Given request A: Could you quote the part of the Class A Common Stock risk passage that opens with the words containing "Our directors, officers, advisors or their" and closes with "national securities exchange."?

-- Source start --

The market price of our Class A Common Stock could decline as a result of sales of a large number of shares of Class A Common Stock in the market, or the perception that these sales could occur. There are a total of 175,250,608 shares of Class A Common Stock outstanding as of November 5, 2021 (excluding the last tranche of 2,192,687 Earnout Shares that may be issued, warrants, unvested restricted stock units, and options to purchase Class A Common Stock outstanding under our employee benefit plans and any equity awards that may be issued under the 2021 ESPP and the 2021 Plan).
We filed a registration statement on Form S-8 under the Securities Act to register shares of Class A Common Stock reserved for future issuance under our equity compensation plans. The Form S-8 registration statement became effective automatically upon filing, and shares covered by the registration statement became eligible for sale in the public market, subject to Rule 144 limitations applicable to affiliates, vesting restrictions and applicable lock-up restrictions. Subject to the satisfaction of applicable vesting restrictions and the expiration or waiver of the market standoff agreements and lock-up agreements referred to above, the shares issuable upon exercise of outstanding stock options and other awards will be available for immediate resale in the public market. Sales of Class A Common Stock as lock-up restrictions end or pursuant to the exercise of registration rights may make it more difficult for us to sell equity securities in the future at a time and at a price that we deem appropriate. These sales also could cause the trading price of our Class A Common Stock and warrants to fall and make it more difficult for investors to sell shares of our Class A Common Stock and warrants at a time and price that they deem appropriate.
Our directors, officers, advisors or their affiliates may enter into certain transactions, including purchasing shares or warrants from the public, which may influence the public “float” of our Class A Common Stock and warrants.
Our directors, officers, advisors or affiliates may purchase Class A Common Stock or warrants or a combination thereof in privately negotiated transactions or in the open market, although they are under no obligation to do so. If such purchases are made, the public “float” of Class A Common Stock or warrants and the number of beneficial holders of our securities may be reduced, possibly making it difficult to maintain the quotation, listing or trading of our securities on Nasdaq or a similar national securities exchange.
Because there are no current plans to pay cash dividends on our Class A Common Stock for the foreseeable future, investors may not receive any return on investment unless they sell their Class A Common Stock at a price greater than what they paid for it.

-- Source end --
-- Items start --

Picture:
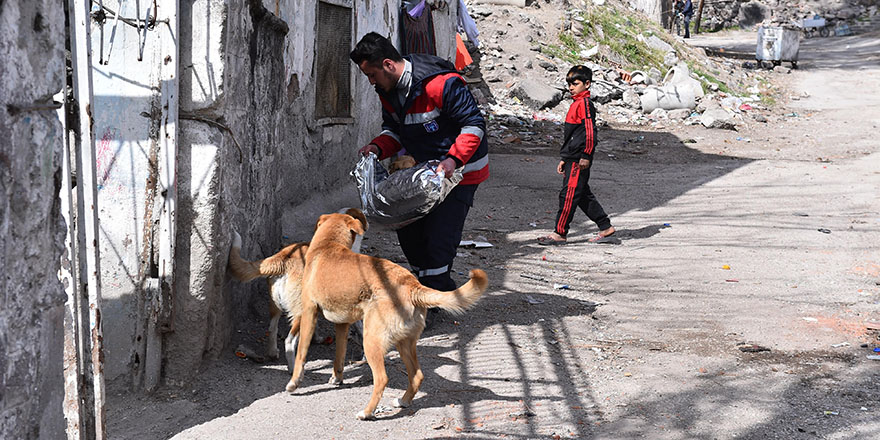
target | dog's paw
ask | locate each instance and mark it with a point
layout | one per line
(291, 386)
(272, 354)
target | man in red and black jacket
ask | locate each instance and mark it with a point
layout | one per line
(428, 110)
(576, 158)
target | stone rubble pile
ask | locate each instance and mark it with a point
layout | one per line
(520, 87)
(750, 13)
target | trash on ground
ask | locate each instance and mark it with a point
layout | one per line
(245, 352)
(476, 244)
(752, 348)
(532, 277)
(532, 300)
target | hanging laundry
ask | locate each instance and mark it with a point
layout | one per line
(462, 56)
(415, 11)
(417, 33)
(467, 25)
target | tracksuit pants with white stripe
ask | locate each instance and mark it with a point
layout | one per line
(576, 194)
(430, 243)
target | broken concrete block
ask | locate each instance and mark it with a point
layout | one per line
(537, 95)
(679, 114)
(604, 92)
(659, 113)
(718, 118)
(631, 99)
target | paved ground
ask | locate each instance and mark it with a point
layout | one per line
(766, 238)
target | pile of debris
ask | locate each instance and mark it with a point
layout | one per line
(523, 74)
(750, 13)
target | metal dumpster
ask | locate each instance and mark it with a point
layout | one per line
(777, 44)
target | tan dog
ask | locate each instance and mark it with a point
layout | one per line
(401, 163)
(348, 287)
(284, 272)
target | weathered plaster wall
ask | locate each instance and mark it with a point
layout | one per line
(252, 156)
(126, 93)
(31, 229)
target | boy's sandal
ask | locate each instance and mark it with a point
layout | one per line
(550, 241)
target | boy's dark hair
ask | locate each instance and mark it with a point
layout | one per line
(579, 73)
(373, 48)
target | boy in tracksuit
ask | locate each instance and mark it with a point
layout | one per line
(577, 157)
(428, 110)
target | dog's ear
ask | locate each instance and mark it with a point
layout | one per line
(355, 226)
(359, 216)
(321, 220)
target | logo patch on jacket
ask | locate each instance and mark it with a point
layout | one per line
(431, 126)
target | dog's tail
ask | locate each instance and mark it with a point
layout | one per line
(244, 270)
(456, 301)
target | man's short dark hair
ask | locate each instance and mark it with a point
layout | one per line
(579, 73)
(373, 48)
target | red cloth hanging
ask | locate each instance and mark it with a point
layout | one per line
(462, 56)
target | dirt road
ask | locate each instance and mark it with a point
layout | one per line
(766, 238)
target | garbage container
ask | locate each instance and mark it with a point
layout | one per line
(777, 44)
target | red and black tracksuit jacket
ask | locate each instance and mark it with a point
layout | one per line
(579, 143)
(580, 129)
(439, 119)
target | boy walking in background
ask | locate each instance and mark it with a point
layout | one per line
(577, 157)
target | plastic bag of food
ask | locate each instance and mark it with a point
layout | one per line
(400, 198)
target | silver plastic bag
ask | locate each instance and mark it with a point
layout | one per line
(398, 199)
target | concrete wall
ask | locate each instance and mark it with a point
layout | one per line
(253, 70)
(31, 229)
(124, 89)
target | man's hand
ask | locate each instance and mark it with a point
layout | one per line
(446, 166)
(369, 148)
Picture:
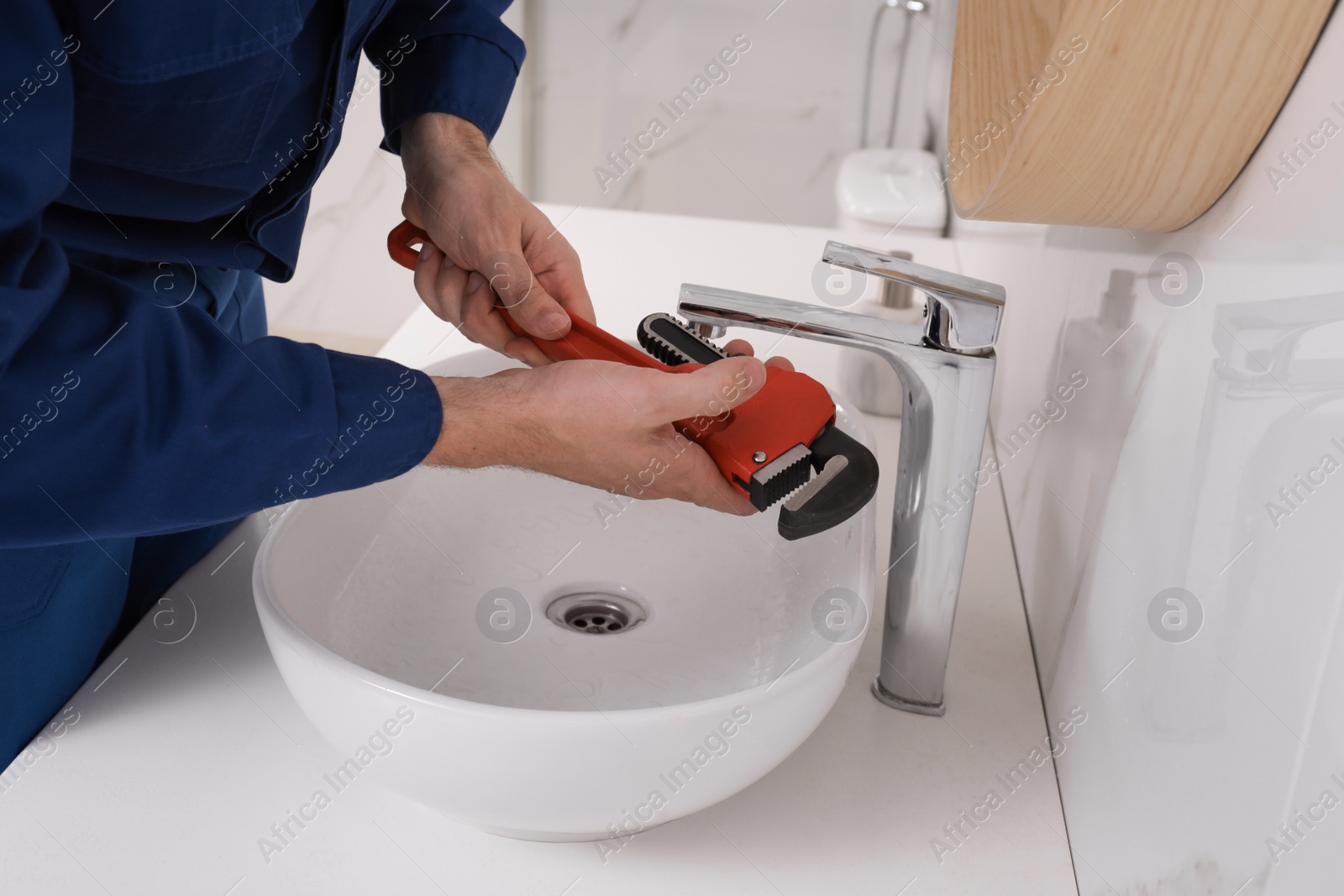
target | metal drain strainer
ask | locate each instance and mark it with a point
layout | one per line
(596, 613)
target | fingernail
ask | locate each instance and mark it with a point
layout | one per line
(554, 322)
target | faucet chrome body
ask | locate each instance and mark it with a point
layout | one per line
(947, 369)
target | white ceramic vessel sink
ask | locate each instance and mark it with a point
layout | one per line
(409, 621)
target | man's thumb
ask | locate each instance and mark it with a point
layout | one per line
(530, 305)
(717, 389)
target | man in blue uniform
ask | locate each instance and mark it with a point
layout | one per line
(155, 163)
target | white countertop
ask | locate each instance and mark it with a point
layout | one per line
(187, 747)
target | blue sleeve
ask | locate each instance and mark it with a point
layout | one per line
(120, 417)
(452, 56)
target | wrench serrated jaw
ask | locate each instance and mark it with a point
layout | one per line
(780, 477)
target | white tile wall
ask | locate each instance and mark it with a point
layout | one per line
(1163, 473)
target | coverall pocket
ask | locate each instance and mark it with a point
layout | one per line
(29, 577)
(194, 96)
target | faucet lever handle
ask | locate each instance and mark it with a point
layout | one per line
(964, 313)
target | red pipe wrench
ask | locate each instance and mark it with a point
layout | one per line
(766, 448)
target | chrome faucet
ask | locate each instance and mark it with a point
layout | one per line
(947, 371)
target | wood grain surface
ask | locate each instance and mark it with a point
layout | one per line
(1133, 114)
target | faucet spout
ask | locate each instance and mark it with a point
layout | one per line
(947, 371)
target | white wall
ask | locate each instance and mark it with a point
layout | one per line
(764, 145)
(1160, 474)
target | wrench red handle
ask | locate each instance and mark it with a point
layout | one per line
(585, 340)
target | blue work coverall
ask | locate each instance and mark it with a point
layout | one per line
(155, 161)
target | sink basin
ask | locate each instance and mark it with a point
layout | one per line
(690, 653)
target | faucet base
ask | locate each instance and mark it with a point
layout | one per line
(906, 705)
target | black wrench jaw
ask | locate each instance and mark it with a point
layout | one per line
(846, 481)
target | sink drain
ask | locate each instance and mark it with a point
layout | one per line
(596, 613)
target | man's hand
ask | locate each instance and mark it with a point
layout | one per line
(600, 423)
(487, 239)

-- Items end --
-- Items start --

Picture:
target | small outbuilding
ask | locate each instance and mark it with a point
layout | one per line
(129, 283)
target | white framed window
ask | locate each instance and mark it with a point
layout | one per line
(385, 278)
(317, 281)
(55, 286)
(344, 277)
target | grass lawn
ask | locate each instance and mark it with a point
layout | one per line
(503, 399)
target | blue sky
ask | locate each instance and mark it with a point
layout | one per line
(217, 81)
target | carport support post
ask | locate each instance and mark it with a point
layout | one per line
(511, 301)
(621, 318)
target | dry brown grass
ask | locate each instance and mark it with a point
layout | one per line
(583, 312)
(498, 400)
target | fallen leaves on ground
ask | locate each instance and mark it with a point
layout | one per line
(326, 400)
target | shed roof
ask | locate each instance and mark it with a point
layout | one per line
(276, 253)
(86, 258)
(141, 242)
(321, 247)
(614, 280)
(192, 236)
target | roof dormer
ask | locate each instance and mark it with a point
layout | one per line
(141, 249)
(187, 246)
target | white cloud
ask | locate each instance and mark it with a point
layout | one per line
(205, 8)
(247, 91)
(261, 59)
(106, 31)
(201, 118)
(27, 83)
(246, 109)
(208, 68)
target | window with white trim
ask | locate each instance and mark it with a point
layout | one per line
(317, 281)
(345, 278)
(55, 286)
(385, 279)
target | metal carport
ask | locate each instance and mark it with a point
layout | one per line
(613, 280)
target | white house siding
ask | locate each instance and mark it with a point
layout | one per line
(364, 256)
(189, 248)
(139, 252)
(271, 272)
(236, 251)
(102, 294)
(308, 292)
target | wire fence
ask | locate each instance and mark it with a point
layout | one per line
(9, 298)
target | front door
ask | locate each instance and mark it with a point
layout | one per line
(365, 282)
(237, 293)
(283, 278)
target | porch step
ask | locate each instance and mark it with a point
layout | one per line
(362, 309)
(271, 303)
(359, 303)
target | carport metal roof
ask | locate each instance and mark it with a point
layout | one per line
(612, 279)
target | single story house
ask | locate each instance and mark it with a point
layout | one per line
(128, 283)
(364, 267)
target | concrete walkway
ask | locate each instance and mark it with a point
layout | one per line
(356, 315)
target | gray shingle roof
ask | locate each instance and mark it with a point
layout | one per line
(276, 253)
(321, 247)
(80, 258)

-- Items end --

Given request B: Which lines in the records above contain the string "sink"? Extract each one, matching case exactly.

Written response A:
Our directors, officers, advisors or their affiliates may enter into certain transactions, including purchasing shares or warrants from the public, which may influence the public “float” of our Class A Common Stock and warrants.
Our directors, officers, advisors or affiliates may purchase Class A Common Stock or warrants or a combination thereof in privately negotiated transactions or in the open market, although they are under no obligation to do so. If such purchases are made, the public “float” of Class A Common Stock or warrants and the number of beneficial holders of our securities may be reduced, possibly making it difficult to maintain the quotation, listing or trading of our securities on Nasdaq or a similar national securities exchange.

Written response B:
target | white ceramic vessel sink
target | sink basin
target | sink drain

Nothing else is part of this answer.